Task description:
Copy out the records below, substituting "image" for each "photograph" and leaving everything else unchanged.

Records from a collection:

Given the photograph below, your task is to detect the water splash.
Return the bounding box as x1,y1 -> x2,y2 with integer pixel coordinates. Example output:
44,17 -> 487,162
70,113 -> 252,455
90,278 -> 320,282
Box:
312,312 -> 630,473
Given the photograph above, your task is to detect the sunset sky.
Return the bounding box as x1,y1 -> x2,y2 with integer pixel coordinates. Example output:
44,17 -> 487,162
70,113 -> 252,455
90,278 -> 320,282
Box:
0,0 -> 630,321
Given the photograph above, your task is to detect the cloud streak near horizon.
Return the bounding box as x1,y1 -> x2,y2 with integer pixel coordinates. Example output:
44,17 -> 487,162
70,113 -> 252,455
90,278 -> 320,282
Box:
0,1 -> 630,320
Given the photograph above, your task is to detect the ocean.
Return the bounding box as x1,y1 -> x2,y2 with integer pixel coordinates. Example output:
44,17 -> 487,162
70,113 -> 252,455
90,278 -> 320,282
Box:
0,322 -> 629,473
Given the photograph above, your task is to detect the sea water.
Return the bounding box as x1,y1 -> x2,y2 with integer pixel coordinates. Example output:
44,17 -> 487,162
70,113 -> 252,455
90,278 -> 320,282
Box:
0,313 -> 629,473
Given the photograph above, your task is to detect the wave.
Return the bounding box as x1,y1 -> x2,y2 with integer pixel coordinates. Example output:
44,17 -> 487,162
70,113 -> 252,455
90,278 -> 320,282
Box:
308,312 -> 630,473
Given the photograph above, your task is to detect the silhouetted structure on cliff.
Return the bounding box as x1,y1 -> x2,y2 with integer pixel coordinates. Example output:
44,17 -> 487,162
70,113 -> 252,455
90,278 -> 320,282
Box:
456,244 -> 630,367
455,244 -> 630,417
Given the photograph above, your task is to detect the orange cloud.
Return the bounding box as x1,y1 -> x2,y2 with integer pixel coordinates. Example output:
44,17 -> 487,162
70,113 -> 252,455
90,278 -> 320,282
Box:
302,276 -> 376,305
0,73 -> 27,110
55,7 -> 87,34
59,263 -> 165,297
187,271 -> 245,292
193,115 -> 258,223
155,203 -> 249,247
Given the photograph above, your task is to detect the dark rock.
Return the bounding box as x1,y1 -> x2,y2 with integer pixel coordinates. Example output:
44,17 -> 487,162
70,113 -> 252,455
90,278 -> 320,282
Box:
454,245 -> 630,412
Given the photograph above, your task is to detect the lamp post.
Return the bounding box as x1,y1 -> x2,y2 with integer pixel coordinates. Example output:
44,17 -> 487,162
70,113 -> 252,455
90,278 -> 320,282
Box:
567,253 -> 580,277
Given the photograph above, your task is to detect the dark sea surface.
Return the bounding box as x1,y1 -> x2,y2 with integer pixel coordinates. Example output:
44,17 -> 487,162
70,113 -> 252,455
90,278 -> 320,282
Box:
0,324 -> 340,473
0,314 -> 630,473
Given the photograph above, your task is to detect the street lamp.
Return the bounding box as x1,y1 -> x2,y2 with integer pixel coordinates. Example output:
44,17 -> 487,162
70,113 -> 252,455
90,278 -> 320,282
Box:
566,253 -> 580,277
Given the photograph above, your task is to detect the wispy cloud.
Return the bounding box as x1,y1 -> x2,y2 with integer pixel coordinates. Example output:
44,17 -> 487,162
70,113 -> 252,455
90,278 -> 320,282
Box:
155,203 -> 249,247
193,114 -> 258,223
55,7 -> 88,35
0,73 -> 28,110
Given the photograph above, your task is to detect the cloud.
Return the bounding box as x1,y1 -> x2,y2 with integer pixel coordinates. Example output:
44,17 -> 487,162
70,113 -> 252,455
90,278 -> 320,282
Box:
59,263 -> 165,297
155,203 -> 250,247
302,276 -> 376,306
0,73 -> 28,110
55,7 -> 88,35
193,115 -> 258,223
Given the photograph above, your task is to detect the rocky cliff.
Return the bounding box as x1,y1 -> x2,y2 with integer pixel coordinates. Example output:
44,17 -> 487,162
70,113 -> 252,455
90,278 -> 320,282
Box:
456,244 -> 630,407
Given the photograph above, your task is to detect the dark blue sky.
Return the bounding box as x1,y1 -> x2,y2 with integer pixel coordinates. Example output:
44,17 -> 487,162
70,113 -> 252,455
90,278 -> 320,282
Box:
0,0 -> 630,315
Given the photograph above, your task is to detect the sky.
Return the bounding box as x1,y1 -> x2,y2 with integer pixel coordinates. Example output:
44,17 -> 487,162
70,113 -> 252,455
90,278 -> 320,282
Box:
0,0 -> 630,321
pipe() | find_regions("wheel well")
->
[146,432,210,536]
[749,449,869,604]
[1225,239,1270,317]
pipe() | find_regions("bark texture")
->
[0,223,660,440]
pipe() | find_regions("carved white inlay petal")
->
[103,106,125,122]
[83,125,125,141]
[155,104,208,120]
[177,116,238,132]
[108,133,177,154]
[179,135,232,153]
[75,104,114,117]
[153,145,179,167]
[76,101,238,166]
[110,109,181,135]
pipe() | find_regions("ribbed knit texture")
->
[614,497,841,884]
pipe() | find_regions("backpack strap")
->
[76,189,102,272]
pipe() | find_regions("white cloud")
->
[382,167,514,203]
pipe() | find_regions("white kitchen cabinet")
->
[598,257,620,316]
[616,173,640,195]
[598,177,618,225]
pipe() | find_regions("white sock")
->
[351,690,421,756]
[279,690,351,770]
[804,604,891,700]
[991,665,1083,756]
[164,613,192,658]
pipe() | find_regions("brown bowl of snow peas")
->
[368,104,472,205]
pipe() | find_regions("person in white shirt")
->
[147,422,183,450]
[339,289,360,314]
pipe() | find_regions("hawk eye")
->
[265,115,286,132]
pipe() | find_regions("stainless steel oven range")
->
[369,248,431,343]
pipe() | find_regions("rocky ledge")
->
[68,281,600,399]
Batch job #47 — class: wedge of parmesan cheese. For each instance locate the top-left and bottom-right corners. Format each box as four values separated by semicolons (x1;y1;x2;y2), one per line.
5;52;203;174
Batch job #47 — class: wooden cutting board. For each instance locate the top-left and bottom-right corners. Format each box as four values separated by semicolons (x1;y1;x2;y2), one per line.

Full response:
Given the image below, your task is to detect the water splash.
Return the bounding box as x1,y1 -> x2,y2 with integer pixel coordinates. Example output:
44,17 -> 487,162
70,113 -> 252,455
90,278 -> 320,282
Box:
312,312 -> 630,473
Given the image above, your task is to detect the sunset sky.
Return the bounding box as x1,y1 -> x2,y2 with integer pixel coordinates. Example output:
44,17 -> 487,162
70,113 -> 252,455
90,278 -> 320,282
Box:
0,0 -> 630,321
Given the image above, your task is to detect the cloud streak near horizon.
Return the bounding box as x1,y1 -> x2,y2 with integer pixel coordinates. Example output:
44,17 -> 487,162
70,113 -> 252,455
90,278 -> 320,282
Box:
0,1 -> 630,320
Given the image above, your task is to detect the ocean.
Return the bounding box as x1,y1 -> x2,y2 with integer pixel coordinates. Example output:
44,17 -> 487,162
70,113 -> 252,455
90,278 -> 320,282
Box:
0,322 -> 629,473
Given the image above, your task is to detect the sea water.
Return the bounding box as x1,y1 -> x2,y2 with integer pixel coordinates. Example output:
44,17 -> 487,162
70,113 -> 252,455
90,278 -> 320,282
Box:
0,313 -> 629,473
Given the image above, your task is to detect the wave.
Return the bounding box as x1,y1 -> x2,y2 with integer pixel coordinates. Example output:
44,17 -> 487,162
70,113 -> 252,455
90,278 -> 320,282
Box:
308,312 -> 630,473
Given the image above, your task is to detect the silhouetted structure on cliff.
Return the bounding box as x1,y1 -> x2,y2 with integer pixel coordinates. Example output:
44,17 -> 487,162
70,113 -> 252,455
90,278 -> 320,282
Box:
456,244 -> 630,367
455,244 -> 630,417
Given the image above, your task is to detect the orange cloud.
Return the bounding box as x1,y1 -> x2,y2 with integer pixel coordinates. Example output:
44,17 -> 487,162
70,113 -> 252,455
90,278 -> 320,282
Box:
302,276 -> 376,305
0,73 -> 27,110
55,7 -> 87,34
59,263 -> 165,297
187,271 -> 245,292
193,115 -> 258,223
155,203 -> 249,247
Given the image above, your task is to detect the dark rock.
Return the bounding box as x1,y1 -> x2,y2 with integer pixel coordinates. Example output:
44,17 -> 487,162
70,113 -> 252,455
90,278 -> 320,282
Box:
454,245 -> 630,412
Given the image above, your task is to detect the lamp post.
Return the bounding box as x1,y1 -> x2,y2 with integer pixel coordinates. Example output:
44,17 -> 487,162
70,113 -> 252,455
90,278 -> 320,282
Box:
567,253 -> 580,277
Given the image above, your task is to detect the dark sea surface.
Return the bounding box as x1,y1 -> x2,y2 with integer pixel coordinates. Example output:
44,17 -> 487,162
70,113 -> 252,455
90,278 -> 320,282
Box:
0,324 -> 340,473
0,314 -> 630,473
Given the image above, your task is to detect the street lamp.
Return the bounding box as x1,y1 -> x2,y2 with integer pixel coordinates. Example output:
44,17 -> 487,162
70,113 -> 252,455
90,278 -> 320,282
Box:
566,253 -> 580,277
Given the image above, your task is to detect the wispy cloud.
Return the bounding box as x1,y1 -> x2,y2 with integer pixel coordinates. Example output:
44,17 -> 487,162
70,113 -> 252,455
90,278 -> 320,282
Box:
155,203 -> 249,247
193,114 -> 258,223
55,7 -> 88,35
0,73 -> 28,110
Given the image above, your task is to detect the cloud.
Return the bounding box as x1,y1 -> x2,y2 with integer pixel coordinates. Example output:
44,17 -> 487,162
70,113 -> 252,455
90,278 -> 320,282
Box:
59,263 -> 165,297
155,203 -> 250,247
302,276 -> 376,306
0,73 -> 28,110
55,7 -> 88,35
193,115 -> 258,223
Given the image above, your task is to detect the rocky cliff.
Return the bounding box as x1,y1 -> x2,y2 with integer pixel coordinates. Example output:
44,17 -> 487,162
70,113 -> 252,455
90,278 -> 320,282
Box:
456,244 -> 630,407
Given the image above, your task is to detect the dark blue sky.
Return the bounding box as x1,y1 -> x2,y2 with integer pixel coordinates. Example output:
44,17 -> 487,162
70,113 -> 252,455
90,278 -> 320,282
Box:
0,0 -> 630,315
Given the image above, your task is to detect the sky.
Return the bounding box as x1,y1 -> x2,y2 with integer pixel coordinates. Example output:
44,17 -> 487,162
70,113 -> 252,455
90,278 -> 320,282
Box:
0,0 -> 630,321
pipe() | find_regions("wheel well")
->
[146,432,210,536]
[749,449,869,604]
[1225,239,1270,317]
pipe() | find_regions("bark texture")
->
[0,223,660,440]
pipe() | find_regions("carved white inlay petal")
->
[103,106,125,122]
[83,125,125,141]
[155,104,208,120]
[177,116,238,132]
[108,133,177,154]
[179,135,232,153]
[75,104,114,117]
[153,145,179,167]
[76,101,238,166]
[110,109,181,135]
pipe() | find_regions("ribbed knit texture")
->
[614,497,841,884]
pipe() | find_regions("backpack strap")
->
[76,189,102,272]
pipe() | find_regions("white cloud")
->
[382,167,514,203]
pipe() | find_regions("white kitchen cabinet")
->
[598,257,620,316]
[616,173,640,195]
[598,177,618,225]
pipe() | find_regions("white sock")
->
[351,690,421,756]
[279,690,351,770]
[804,604,891,700]
[991,665,1083,756]
[164,613,192,658]
pipe() | find_regions("brown bowl of snow peas")
->
[368,104,472,205]
pipe() | find_regions("person in white shirt")
->
[147,422,183,450]
[339,289,360,314]
pipe() | find_regions("hawk eye")
->
[265,115,286,132]
pipe() | find_regions("stainless steel oven range")
->
[369,248,431,343]
pipe() | find_regions("rocky ledge")
->
[68,281,600,399]
Batch job #47 — class: wedge of parmesan cheese. For each instance locate the top-left and bottom-right corners. Format each box as four values separated by semicolons (x1;y1;x2;y2), one per line.
5;52;203;174
Batch job #47 — class: wooden cutting board. For each instance locate the top-left and bottom-right corners. Format each box as four values separated by semicolons (x1;y1;x2;y2), one per line.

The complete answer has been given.